From Michelangelo to Rauschenberg: this week’s best UK exhibitions

Michelangelo & Sebastiano.
Two heads are better than one: Michelangelo & Sebastiano.

Michelangelo and Sebastiano

This exhibition is a micro-history: a detailed exploration of a short period in the life of Michelangelo Buonarroti when he collaborated closely with a painter far less famous than he was. It is a tale that takes you to the heart of High Renaissance Rome, with stunning exhibits including a rarely seen Michelangelo statue of the risen Christ and a convincing replica of an entire frescoed chapel.

National Gallery, WC2, 15 March to 25 June

Gillian Wearing and Claude Cahun

The spooky games of Claude Cahun created some of the most compelling photographs of the surrealist age. This French visionary lived with her lover in the Channel Islands in the 1930s and 40s. She also lived inside her head, putting on disguises, assuming male identities and using the camera to record her travesties. Her images resonate powerfully today, anticipating performance art and identity politics. This exhibition juxtaposes her with Turner prize winner Gillian Wearing, but could equally well have set her alongside Cindy Sherman, ORLAN or Marina Abramović.

• Assignment:
Carry on the listing of this week's UK exhibitions from the point where it stops. The entries that follow are separate material and are not part of the exhibition listings.

Point localization data:
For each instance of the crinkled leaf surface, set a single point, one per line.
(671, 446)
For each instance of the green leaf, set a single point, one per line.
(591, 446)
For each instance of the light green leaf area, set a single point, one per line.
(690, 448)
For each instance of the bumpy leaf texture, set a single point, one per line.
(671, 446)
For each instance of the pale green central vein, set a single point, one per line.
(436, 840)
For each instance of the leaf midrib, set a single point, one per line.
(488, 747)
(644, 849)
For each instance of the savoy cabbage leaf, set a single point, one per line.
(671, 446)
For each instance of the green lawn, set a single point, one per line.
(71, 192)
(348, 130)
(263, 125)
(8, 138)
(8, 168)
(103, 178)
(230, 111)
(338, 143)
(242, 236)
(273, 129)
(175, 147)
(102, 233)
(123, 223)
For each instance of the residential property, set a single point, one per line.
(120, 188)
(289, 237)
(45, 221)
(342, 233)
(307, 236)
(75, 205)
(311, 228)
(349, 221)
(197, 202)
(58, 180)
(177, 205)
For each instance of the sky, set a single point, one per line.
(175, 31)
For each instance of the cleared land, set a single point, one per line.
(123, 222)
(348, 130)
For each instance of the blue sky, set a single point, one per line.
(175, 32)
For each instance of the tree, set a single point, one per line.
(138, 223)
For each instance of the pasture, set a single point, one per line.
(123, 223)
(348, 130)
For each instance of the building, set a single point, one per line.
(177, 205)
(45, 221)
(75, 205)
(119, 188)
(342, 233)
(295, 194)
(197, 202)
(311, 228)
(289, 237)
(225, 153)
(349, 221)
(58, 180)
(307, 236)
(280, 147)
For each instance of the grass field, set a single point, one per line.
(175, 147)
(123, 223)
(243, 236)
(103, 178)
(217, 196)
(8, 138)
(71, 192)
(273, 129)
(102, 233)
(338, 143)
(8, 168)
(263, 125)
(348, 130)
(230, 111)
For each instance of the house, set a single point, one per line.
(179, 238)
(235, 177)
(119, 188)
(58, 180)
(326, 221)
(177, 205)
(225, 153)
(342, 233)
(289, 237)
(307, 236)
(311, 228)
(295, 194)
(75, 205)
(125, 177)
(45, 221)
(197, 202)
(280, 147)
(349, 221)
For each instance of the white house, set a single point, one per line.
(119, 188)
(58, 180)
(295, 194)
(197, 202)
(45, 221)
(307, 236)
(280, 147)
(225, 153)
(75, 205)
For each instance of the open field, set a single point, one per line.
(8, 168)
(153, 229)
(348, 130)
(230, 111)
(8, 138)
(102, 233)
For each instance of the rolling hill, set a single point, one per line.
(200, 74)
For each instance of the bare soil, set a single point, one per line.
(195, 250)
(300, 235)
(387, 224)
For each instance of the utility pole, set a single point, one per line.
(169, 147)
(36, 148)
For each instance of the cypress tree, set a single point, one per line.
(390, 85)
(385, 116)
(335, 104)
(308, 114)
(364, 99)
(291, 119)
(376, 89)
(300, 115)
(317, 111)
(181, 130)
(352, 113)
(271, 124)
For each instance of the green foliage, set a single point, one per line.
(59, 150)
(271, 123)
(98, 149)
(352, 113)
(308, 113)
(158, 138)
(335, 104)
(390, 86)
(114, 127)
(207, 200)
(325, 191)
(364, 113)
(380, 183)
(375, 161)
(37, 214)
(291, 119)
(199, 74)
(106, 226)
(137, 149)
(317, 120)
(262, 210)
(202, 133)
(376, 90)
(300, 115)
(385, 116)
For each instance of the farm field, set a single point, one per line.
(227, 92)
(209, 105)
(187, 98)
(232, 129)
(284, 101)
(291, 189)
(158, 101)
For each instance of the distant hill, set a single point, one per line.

• Reply to the exercise:
National Portrait Gallery, WC2, to 29 May

Robert Rauschenberg

If you have not yet seen this important exhibition, don’t miss out. Rauschenberg’s capacious imagination and rollicking intellectual freedom are fully revealed in dazzling gestures, from getting his friend John Cage to drive along a piece of paper to make a long black wheelprint, to creating a computer-controlled mud fountain. Yet out of his ingenuity came the profundity of his most enduring works, the combines and silkscreens with their rich textures and suggestiveness, and powerful Dante-inspired drawings.

Tate Modern, SE1, to 2 April

Sooni Taraporevala

Film-maker, author and photographer Taraporevala presents images of life in her home city of Mumbai since 1976. Thirty years in one of the world’s most populous and socially complex places are documented here with the humane poetry of black-and-white photography.

The Whitworth Art Gallery, Manchester, to early 2018

Josiah McElheny

Paintings that explode from the wall in crystalline structures, drawings that seem to float in glass, and a film based on a 1912 story by the German author Paul Scheerbart feature in this multi-dimensional exhibition. McElheny takes on the history of imperialism and the complexities of modern physics via intellectually omnivorous art that chews over big ideas.